*CONSIGNE A*
Recopiez à l'identique le passage ci-dessous sur l'extradition, en commençant par « [37] Cela dit, la » et en continuant jusqu'à « (M.M., par. 16). ».

*EXTRAIT DU DOCUMENT*
━━━━━━━━━━
Les principes généraux du droit de l’extradition d’un citoyen canadien
[35] Tout régime d’extradition repose sur le principe élémentaire selon lequel une personne à qui on reproche d’avoir commis un crime dans un autre pays doit s’attendre à devoir répondre de sa conduite devant la justice de ce pays (États‑Unis c. Burns, 2001 CSC 7 (CanLII), [2001] 1 R.C.S. 283, par. 72). Ainsi que le juge Cromwell l’a expliqué dans l’arrêt M.M. c. États‑Unis d’Amérique, 2015 CSC 62 (CanLII), [2015] 3 R.C.S. 973, l’extradition est « la mesure par laquelle un État collabore avec un autre dans l’application de ce principe » (par. 14). La Loi met en œuvre les obligations internationales auxquelles le Canada s’est engagé aux termes de traités d’extradition et qui consistent à extrader une personne afin qu’elle soit poursuivie par la justice d’un autre pays ou qu’elle y purge la peine à laquelle elle y est condamnée (M.M., par. 14). La procédure d’extradition repose sur les principes de « réciprocité, de courtoisie et de respect des différences dans d’autres ressorts » (Canada (Ministre de la Justice) c. Fischbacher, 2009 CSC 46 (CanLII), [2009] 3 R.C.S. 170, par. 51, citant Kindler c. Canada (Ministre de la Justice), 1991 CanLII 78 (CSC), [1991] 2 R.C.S. 779, p. 844.
[36] La Loi n’a pas seulement pour objet de remplir les obligations internationales du Canada. Elle répond aussi à des objectifs internes urgents et réels. Elle protège le public contre le crime par la tenue d’enquêtes, elle permet de traduire en justice les fugitifs pour statuer régulièrement sur leur responsabilité criminelle et, grâce à la collaboration internationale, elle « empêch[e] que le franchissement des frontières nationales permette à une personne de se soustraire à la justice » (M.M., par. 15, citant l’arrêt Sriskandarajah c. États‑Unis d’Amérique, 2012 CSC 70 (CanLII), [2012] 3 R.C.S. 609, par. 10).
[37] Cela dit, la procédure d’extradition protège également les droits de l’intéressé. À chaque étape de la procédure, y compris celle à laquelle le ministre décide de livrer une personne à son partenaire, on doit atteindre un juste équilibre entre les objectifs généraux de la Loi et les droits et les intérêts de l’intéressé (M.M., par. 16).
━━━━━━━━━━
*ENREGISTREMENTS*
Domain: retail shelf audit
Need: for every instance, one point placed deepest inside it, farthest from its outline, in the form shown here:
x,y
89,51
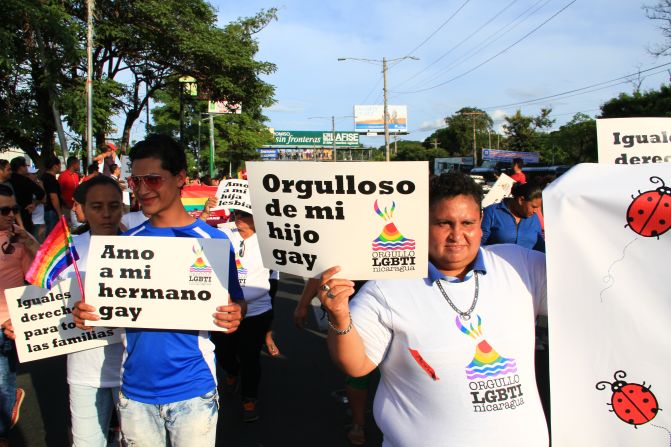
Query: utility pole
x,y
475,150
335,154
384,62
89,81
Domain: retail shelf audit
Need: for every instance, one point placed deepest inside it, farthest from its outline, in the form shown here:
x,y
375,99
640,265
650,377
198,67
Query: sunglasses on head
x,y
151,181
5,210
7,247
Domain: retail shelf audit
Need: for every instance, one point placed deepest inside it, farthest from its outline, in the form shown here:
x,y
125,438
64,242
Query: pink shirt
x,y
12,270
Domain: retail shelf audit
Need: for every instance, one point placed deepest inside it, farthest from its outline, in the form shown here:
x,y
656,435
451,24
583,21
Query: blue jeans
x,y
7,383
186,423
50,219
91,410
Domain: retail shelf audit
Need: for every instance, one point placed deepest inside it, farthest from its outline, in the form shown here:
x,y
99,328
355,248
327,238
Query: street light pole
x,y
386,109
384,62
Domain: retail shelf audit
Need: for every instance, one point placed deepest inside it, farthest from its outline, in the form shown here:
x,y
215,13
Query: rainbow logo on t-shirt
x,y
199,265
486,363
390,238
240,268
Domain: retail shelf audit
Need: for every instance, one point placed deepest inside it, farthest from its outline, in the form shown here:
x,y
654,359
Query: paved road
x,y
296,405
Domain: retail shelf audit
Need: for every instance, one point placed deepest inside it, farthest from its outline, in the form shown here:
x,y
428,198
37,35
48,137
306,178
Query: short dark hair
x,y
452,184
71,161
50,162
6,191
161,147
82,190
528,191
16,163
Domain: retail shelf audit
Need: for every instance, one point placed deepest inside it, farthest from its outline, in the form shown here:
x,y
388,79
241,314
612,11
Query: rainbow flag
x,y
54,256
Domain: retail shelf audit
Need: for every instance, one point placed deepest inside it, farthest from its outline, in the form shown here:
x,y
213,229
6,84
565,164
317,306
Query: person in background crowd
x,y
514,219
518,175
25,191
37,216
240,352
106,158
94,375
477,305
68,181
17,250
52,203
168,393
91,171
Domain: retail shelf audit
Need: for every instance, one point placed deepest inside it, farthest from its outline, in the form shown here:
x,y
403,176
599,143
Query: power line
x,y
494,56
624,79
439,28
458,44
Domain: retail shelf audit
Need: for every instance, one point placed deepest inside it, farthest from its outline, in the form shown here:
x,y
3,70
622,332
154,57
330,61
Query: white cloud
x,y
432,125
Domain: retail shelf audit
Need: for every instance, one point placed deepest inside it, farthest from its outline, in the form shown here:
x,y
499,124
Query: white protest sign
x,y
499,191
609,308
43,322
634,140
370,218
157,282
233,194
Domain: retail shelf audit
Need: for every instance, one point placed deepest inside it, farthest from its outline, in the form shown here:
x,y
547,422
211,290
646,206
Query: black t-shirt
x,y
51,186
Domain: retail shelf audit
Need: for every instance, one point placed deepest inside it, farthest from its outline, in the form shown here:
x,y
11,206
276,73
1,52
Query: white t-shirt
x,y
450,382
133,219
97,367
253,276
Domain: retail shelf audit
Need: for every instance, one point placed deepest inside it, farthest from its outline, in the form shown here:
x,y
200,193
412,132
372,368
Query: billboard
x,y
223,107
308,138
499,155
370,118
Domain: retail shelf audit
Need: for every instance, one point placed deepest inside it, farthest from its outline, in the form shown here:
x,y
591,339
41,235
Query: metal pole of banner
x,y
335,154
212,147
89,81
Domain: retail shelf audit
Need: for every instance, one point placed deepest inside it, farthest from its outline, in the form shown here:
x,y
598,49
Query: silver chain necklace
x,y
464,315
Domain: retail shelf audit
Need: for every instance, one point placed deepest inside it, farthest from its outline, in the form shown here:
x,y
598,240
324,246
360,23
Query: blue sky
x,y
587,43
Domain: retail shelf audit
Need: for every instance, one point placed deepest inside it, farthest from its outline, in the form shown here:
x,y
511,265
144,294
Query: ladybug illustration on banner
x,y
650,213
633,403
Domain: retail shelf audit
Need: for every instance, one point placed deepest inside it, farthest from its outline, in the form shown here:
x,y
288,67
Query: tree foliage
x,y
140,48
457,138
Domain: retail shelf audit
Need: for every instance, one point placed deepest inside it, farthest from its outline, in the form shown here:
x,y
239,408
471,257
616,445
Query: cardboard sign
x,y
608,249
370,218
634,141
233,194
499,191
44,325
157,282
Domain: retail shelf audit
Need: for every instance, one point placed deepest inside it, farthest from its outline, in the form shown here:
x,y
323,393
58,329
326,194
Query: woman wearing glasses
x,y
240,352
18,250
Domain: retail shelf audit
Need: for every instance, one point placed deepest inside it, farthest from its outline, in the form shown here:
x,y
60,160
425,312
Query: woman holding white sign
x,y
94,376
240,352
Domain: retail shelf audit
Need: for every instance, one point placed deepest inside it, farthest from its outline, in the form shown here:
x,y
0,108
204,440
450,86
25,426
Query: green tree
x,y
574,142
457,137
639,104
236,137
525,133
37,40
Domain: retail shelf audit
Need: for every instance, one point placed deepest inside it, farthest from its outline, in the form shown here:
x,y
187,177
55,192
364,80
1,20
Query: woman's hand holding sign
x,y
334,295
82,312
━━━━━━━━━━
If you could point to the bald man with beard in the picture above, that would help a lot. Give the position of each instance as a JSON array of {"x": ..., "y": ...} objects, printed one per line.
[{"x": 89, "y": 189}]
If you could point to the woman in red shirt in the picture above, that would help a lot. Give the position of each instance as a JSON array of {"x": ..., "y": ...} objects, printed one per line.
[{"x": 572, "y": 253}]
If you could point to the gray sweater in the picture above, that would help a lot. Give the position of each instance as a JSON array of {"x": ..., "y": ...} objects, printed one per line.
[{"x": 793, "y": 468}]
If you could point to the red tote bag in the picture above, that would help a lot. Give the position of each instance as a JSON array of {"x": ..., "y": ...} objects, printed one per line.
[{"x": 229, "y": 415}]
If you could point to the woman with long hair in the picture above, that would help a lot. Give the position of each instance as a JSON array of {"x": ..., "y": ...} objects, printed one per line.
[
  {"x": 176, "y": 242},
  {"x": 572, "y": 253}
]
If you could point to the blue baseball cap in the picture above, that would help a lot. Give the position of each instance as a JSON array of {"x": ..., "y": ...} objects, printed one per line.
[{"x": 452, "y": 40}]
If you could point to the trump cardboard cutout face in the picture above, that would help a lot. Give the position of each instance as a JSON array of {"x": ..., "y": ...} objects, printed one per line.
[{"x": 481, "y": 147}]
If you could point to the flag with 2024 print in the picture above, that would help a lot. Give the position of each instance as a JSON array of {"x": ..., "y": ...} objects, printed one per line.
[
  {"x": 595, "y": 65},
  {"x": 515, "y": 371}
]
━━━━━━━━━━
*CONSIGNE B*
Filtrez les enregistrements ci-dessus pour ne garder que les lignes contenant le mot « blue ». La casse compte.

*BONNE RÉPONSE A*
[37] Cela dit, la procédure d’extradition protège également les droits de l’intéressé. À chaque étape de la procédure, y compris celle à laquelle le ministre décide de livrer une personne à son partenaire, on doit atteindre un juste équilibre entre les objectifs généraux de la Loi et les droits et les intérêts de l’intéressé (M.M., par. 16).

*BONNE RÉPONSE B*
Query: blue jeans
Query: blue sky
If you could point to the blue baseball cap in the picture above, that would help a lot. Give the position of each instance as a JSON array of {"x": ..., "y": ...} objects, printed one per line.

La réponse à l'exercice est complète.